> Aim
Return each line of the records below unchanged and in the same order.

[Source records]
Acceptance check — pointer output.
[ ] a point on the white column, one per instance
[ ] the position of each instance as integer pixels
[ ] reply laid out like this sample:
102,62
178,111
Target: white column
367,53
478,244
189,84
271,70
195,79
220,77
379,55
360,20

> Full output
Acceptance check — pointer output.
[ ] a point on the white column, one per instance
[ ] the position of each instance as integer pixels
[ ] reply laid out like this sample:
102,62
178,111
Target: white column
367,53
478,244
189,84
271,70
195,79
220,77
379,55
360,20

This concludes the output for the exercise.